Verilen metin ▸
↓↓↓

Endülüs ve Maveraünnehir başta olmak üzere Selçuklu, Osmanlı, Hindistan, Balkanlar, Ortadoğu, Afrika coğrafyasında başarı ile uygulanan sistemler, geçmiş birikimler dikkate alınmalıdır. Başka toplumların, kültür ve medeniyetlerin erdemleriyle buluşmayı, birlikte hareketi, davranışı, çalışmayı sağlayacak “Küresel Düşünme Sistemi” küreselleşme için ihtiyaçtır, tesisi de mümkündür. Yapılan birçok araştırma, çalışma küresel anlamda insanlığın bu tür bir arayış içerisinde olduğu göstermektedir. Bir gurup Avrupalı aydın Dünya Ahlakı hakkında Açıklama başlığı altında küreselleşmenin bir dünya ahlakı arama noktasına getirdiğini ifade ederek kapsamlı bir deklarasyonu hazırlamışlardır. Doğru, iyi ve gerçeğin herkese ait olduğunu, küresel egemen güçlerin kontrol edilmesi gerektiğini, insanlığın geleceği için adaletin tesisini, dinin korunması gerektiğini vurgulamışlardır. Küresel bir düşüncenin açılımını ortaya koymuşlardır (Onat, H., 2020)

↑↑↑

Veri içeriği ▸
↓↓↓

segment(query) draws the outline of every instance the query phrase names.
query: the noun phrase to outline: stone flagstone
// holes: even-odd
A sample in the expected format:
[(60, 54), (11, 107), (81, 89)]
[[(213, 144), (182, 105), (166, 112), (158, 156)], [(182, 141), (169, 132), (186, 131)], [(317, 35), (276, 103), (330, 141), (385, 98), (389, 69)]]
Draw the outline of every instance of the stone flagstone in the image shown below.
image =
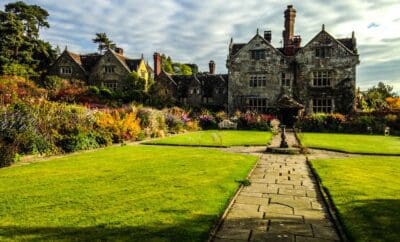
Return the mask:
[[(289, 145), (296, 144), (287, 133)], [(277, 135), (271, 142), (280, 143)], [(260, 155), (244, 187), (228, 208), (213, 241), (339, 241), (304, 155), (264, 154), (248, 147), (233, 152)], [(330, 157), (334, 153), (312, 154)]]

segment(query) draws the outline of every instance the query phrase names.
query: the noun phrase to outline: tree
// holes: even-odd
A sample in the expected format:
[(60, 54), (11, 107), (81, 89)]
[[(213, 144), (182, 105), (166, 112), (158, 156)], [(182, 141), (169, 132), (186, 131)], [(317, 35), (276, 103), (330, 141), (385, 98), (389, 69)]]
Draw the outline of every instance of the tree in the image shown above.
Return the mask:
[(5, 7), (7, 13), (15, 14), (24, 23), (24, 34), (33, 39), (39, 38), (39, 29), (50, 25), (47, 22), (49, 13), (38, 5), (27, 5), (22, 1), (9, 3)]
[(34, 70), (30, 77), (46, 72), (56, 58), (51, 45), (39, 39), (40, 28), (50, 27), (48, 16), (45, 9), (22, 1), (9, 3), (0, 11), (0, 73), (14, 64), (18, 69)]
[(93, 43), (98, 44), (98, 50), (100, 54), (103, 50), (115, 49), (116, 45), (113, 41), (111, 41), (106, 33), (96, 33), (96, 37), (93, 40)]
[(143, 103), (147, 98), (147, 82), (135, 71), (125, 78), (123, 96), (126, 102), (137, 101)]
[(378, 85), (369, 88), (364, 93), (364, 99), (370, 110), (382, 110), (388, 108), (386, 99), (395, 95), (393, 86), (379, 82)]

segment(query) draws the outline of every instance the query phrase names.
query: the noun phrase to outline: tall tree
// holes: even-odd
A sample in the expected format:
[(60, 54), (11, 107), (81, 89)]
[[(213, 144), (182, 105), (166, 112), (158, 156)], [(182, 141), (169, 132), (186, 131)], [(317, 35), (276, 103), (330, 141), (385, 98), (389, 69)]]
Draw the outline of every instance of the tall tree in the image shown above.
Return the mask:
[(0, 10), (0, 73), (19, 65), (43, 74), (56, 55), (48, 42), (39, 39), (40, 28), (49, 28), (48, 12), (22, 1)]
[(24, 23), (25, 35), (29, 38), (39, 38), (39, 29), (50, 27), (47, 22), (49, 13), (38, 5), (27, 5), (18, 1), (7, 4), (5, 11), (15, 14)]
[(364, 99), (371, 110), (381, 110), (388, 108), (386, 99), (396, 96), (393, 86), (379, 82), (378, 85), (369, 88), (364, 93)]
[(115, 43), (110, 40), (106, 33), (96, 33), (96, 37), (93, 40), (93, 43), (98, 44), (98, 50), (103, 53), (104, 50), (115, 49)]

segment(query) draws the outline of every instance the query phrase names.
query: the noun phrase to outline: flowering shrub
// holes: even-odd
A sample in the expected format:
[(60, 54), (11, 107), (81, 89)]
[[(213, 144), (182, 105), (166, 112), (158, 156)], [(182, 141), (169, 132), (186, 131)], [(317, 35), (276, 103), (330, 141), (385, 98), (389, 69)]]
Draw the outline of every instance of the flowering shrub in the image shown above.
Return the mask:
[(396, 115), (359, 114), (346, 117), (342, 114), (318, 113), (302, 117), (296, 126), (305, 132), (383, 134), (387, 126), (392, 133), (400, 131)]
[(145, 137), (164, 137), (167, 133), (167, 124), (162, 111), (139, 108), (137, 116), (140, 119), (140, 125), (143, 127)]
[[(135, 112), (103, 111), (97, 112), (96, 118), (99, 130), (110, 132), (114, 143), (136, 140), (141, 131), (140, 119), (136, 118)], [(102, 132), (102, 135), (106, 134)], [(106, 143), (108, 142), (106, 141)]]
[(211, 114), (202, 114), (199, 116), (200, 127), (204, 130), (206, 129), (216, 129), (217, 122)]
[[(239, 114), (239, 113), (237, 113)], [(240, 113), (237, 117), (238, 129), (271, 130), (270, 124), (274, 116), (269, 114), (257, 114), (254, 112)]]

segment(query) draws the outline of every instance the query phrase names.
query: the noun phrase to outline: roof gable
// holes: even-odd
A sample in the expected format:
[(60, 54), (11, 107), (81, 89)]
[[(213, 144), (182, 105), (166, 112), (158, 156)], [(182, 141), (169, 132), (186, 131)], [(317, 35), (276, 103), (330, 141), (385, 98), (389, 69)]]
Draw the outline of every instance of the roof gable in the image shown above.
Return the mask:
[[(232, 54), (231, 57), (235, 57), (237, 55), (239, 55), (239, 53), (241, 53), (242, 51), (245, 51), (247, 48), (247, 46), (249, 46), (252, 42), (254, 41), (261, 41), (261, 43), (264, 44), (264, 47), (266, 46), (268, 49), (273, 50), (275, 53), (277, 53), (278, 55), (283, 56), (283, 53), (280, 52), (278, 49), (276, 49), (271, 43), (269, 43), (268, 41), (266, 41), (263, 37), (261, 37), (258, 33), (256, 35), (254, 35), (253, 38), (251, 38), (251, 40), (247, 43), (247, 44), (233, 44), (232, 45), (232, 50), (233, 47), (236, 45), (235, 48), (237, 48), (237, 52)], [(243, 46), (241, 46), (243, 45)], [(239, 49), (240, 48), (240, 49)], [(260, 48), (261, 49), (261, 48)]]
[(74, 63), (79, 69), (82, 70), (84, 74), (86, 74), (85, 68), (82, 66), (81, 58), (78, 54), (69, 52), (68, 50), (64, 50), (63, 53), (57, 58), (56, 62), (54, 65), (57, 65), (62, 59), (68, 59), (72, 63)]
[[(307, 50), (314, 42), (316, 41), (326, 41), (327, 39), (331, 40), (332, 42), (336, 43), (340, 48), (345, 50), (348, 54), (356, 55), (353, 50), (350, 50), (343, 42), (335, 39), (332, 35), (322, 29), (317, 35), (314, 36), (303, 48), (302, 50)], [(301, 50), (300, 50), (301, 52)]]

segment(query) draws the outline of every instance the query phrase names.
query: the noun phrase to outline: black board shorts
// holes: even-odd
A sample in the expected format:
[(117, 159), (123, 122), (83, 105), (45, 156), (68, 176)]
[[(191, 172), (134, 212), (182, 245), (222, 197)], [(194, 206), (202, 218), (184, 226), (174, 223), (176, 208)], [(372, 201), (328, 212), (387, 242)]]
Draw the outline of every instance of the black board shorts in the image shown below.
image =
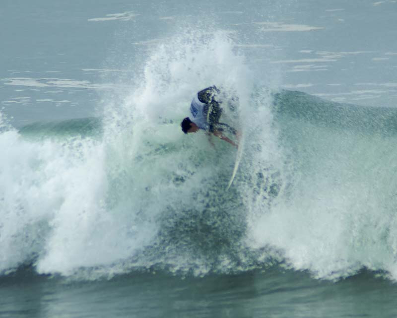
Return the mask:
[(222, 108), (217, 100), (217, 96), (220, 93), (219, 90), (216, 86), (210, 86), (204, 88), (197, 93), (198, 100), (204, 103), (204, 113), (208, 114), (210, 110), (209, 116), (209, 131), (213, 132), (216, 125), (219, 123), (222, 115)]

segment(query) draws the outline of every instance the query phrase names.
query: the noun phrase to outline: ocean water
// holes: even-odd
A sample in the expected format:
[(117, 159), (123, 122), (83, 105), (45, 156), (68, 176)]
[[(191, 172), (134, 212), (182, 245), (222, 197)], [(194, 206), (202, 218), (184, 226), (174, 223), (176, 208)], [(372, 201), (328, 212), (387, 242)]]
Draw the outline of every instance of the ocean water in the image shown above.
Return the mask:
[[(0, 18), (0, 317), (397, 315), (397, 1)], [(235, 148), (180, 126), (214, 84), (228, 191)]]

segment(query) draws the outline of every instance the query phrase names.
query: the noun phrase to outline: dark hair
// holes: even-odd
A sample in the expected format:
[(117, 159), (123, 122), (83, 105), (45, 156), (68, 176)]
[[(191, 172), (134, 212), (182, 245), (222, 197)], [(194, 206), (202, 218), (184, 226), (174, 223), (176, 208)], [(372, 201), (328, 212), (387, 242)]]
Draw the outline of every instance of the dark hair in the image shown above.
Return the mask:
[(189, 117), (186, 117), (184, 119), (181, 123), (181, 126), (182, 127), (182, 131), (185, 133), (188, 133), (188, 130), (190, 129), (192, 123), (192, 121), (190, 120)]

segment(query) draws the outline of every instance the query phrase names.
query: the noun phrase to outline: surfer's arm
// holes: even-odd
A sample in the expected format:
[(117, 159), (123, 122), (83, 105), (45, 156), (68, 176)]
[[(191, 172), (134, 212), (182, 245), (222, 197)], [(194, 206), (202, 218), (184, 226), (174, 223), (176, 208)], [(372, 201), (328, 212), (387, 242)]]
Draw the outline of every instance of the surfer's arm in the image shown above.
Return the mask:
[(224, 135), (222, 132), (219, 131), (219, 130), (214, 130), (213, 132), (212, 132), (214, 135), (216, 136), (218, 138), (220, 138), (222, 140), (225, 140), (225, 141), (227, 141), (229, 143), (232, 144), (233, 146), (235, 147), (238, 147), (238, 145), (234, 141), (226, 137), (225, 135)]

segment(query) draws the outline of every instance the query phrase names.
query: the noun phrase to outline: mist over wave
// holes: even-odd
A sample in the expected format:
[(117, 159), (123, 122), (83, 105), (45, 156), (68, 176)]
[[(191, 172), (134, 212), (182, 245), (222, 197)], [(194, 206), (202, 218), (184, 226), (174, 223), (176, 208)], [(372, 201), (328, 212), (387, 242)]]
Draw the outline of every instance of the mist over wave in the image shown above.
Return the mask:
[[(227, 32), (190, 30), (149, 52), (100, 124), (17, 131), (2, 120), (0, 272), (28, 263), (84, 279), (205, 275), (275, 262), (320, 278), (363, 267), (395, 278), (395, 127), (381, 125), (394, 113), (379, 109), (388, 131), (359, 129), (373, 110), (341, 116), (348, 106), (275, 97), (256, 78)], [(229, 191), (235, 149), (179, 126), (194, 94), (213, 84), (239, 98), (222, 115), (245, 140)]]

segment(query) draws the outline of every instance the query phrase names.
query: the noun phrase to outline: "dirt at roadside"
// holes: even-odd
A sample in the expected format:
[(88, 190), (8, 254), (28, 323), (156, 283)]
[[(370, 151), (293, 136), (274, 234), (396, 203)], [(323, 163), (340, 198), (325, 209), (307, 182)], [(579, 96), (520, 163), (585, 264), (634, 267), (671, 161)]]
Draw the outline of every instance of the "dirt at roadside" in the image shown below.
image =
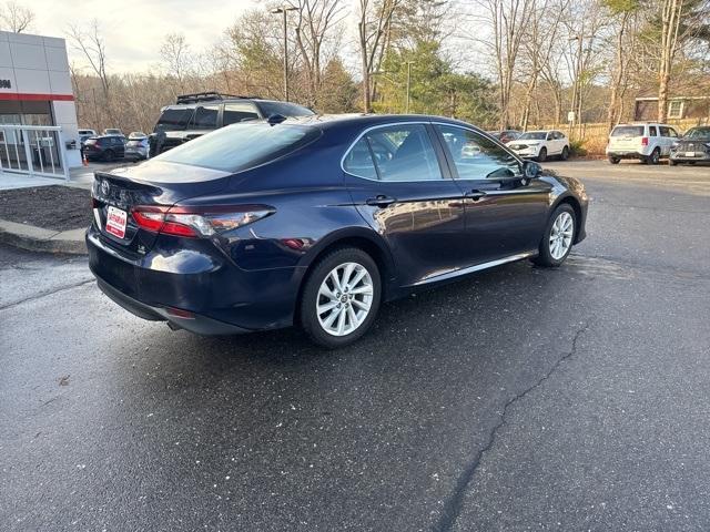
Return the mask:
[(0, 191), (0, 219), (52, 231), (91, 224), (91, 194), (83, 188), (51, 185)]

↑↑↑

Yapılacak iş ▸ Küresel düşünme sistemiyle ilgili metni hiçbir kelimesini değiştirmeden baştan sona yeniden yaz.

Yanıt ▸
Endülüs ve Maveraünnehir başta olmak üzere Selçuklu, Osmanlı, Hindistan, Balkanlar, Ortadoğu, Afrika coğrafyasında başarı ile uygulanan sistemler, geçmiş birikimler dikkate alınmalıdır. Başka toplumların, kültür ve medeniyetlerin erdemleriyle buluşmayı, birlikte hareketi, davranışı, çalışmayı sağlayacak “Küresel Düşünme Sistemi” küreselleşme için ihtiyaçtır, tesisi de mümkündür. Yapılan birçok araştırma, çalışma küresel anlamda insanlığın bu tür bir arayış içerisinde olduğu göstermektedir. Bir gurup Avrupalı aydın Dünya Ahlakı hakkında Açıklama başlığı altında küreselleşmenin bir dünya ahlakı arama noktasına getirdiğini ifade ederek kapsamlı bir deklarasyonu hazırlamışlardır. Doğru, iyi ve gerçeğin herkese ait olduğunu, küresel egemen güçlerin kontrol edilmesi gerektiğini, insanlığın geleceği için adaletin tesisini, dinin korunması gerektiğini vurgulamışlardır. Küresel bir düşüncenin açılımını ortaya koymuşlardır (Onat, H., 2020)